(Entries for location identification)
+--

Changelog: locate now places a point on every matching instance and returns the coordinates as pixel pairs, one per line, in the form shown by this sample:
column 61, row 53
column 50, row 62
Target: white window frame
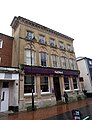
column 30, row 94
column 48, row 86
column 46, row 59
column 42, row 39
column 29, row 57
column 64, row 62
column 52, row 42
column 29, row 35
column 72, row 64
column 77, row 83
column 61, row 44
column 69, row 84
column 56, row 60
column 1, row 43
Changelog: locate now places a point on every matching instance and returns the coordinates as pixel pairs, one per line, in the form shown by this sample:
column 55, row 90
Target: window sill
column 30, row 94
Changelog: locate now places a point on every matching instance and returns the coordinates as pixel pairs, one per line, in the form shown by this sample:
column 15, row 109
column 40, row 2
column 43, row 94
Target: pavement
column 59, row 112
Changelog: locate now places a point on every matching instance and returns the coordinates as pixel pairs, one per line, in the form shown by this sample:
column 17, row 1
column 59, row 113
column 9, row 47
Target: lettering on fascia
column 58, row 72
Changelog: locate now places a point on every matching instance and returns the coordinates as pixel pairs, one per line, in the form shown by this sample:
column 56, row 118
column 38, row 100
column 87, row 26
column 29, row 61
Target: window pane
column 43, row 59
column 44, row 84
column 54, row 60
column 28, row 56
column 75, row 83
column 28, row 80
column 66, row 83
column 29, row 35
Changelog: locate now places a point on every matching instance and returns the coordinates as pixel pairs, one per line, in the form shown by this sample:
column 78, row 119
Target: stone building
column 45, row 57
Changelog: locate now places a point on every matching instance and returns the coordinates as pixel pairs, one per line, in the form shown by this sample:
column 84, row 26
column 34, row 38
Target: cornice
column 20, row 19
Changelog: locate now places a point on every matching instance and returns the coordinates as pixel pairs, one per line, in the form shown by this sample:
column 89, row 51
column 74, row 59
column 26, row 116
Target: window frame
column 28, row 36
column 64, row 62
column 68, row 84
column 48, row 86
column 72, row 63
column 42, row 39
column 41, row 59
column 52, row 42
column 30, row 94
column 29, row 58
column 56, row 61
column 76, row 82
column 1, row 43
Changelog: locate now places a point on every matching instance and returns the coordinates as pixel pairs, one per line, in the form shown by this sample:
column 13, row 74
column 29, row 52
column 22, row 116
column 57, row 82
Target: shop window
column 29, row 56
column 72, row 63
column 75, row 83
column 61, row 44
column 43, row 59
column 66, row 83
column 52, row 42
column 29, row 82
column 54, row 60
column 64, row 62
column 42, row 39
column 29, row 35
column 44, row 84
column 1, row 43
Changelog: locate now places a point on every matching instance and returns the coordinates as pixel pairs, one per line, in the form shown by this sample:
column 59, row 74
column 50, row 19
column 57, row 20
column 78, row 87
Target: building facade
column 45, row 57
column 9, row 76
column 85, row 67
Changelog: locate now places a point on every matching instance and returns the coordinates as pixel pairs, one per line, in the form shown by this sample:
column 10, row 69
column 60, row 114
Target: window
column 63, row 61
column 66, row 83
column 61, row 44
column 29, row 56
column 69, row 48
column 28, row 80
column 52, row 42
column 90, row 62
column 75, row 83
column 54, row 61
column 1, row 43
column 43, row 59
column 42, row 39
column 44, row 84
column 29, row 35
column 72, row 63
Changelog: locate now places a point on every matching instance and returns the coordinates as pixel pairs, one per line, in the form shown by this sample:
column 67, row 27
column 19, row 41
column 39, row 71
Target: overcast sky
column 70, row 17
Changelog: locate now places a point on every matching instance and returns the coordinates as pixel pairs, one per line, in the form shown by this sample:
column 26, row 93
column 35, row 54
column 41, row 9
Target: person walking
column 66, row 97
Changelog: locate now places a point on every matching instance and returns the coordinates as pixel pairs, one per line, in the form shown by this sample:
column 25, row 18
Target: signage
column 49, row 71
column 76, row 114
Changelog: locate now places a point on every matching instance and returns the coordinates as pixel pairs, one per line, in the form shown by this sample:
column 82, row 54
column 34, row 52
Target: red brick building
column 6, row 45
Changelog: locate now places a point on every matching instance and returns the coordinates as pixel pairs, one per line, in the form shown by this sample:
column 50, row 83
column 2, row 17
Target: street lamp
column 31, row 40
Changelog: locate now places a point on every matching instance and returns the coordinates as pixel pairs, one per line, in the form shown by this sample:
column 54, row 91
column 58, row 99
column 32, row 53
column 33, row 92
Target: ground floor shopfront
column 9, row 80
column 49, row 85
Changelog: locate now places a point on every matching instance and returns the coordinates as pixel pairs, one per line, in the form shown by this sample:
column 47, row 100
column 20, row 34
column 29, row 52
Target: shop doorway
column 5, row 97
column 57, row 88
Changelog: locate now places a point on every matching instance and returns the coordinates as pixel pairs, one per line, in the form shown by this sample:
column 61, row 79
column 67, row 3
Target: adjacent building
column 9, row 76
column 85, row 67
column 46, row 58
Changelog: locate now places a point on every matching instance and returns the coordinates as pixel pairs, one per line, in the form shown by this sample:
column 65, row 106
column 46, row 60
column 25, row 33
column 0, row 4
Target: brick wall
column 6, row 50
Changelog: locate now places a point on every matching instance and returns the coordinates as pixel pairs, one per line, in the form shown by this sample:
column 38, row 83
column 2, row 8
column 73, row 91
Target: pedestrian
column 66, row 97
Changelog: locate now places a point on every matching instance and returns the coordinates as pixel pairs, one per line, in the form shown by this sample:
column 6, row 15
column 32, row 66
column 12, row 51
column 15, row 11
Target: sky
column 69, row 17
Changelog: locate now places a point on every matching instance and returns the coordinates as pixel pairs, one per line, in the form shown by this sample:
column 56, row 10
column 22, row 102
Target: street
column 59, row 112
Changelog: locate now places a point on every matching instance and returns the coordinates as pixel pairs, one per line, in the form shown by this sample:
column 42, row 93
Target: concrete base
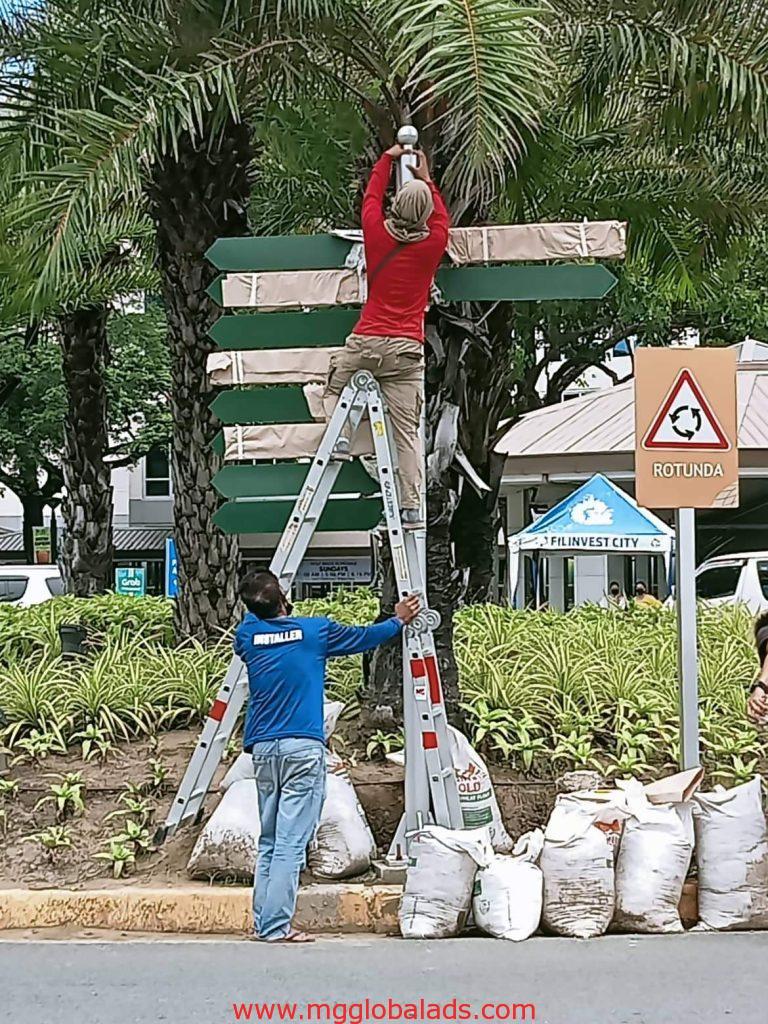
column 197, row 909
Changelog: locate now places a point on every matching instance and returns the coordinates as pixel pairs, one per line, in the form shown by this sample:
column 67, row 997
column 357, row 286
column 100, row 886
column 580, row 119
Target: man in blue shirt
column 286, row 660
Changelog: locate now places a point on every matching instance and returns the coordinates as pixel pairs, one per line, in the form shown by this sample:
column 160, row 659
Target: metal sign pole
column 417, row 782
column 685, row 521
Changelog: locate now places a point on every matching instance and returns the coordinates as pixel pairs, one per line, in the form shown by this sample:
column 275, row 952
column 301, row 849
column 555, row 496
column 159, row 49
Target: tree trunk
column 32, row 508
column 198, row 194
column 87, row 552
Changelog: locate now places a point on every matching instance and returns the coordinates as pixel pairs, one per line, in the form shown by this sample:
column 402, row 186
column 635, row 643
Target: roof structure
column 602, row 424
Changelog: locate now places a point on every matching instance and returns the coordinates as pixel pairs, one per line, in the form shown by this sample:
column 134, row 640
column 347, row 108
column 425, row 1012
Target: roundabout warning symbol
column 686, row 449
column 685, row 421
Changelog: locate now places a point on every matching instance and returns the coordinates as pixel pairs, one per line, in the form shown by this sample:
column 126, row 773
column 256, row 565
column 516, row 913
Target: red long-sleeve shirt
column 399, row 293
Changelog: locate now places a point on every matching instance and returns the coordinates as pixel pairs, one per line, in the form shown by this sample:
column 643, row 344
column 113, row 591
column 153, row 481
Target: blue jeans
column 291, row 781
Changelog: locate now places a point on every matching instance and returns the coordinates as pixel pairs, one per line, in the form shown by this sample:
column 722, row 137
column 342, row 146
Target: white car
column 26, row 585
column 735, row 579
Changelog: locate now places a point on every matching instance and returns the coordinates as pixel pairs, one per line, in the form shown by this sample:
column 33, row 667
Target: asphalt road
column 615, row 980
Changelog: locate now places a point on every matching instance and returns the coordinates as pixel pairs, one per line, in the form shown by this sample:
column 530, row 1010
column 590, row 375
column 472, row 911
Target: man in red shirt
column 402, row 252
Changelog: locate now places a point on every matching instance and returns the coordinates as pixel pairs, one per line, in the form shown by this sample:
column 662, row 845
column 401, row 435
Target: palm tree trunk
column 198, row 194
column 87, row 552
column 32, row 512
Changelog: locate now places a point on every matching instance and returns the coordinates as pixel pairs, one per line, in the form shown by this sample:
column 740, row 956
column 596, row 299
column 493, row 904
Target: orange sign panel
column 686, row 454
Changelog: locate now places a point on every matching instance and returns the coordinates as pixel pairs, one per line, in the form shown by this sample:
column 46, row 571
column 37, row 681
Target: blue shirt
column 286, row 662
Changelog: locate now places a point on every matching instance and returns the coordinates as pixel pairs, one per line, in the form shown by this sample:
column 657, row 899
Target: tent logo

+--

▶ PROBLEM TO SOLVE
Return the lines unchanged, starting at the beginning of the records and continuing through the line containing "column 58, row 72", with that line included. Leave the pictures out of your response.

▶ RIGHT ANSWER
Changelog: locate now places a point on every matching instance and returns the coordinates as pixel pairs, one per line, in the form shown by this sample:
column 61, row 53
column 50, row 62
Target: white window frame
column 30, row 94
column 48, row 86
column 46, row 59
column 42, row 39
column 29, row 57
column 64, row 62
column 52, row 42
column 29, row 35
column 72, row 64
column 77, row 83
column 61, row 44
column 69, row 84
column 56, row 60
column 1, row 43
Changelog: locate now places a point on every matching instance and returns the coordinates as pixel pairs, one per line, in the form shown by this sample:
column 55, row 90
Target: window sill
column 30, row 94
Changelog: locate now places a point on every matching instance and returns the coordinates as pixel pairs, one per line, in the form shown by this sample:
column 15, row 109
column 40, row 2
column 43, row 94
Target: pavement
column 59, row 112
Changelog: locate now places a point on every matching instance and returns the coordinates as pixel pairs, one per line, in the form shown by this sample:
column 17, row 1
column 59, row 113
column 9, row 47
Target: lettering on fascia
column 58, row 72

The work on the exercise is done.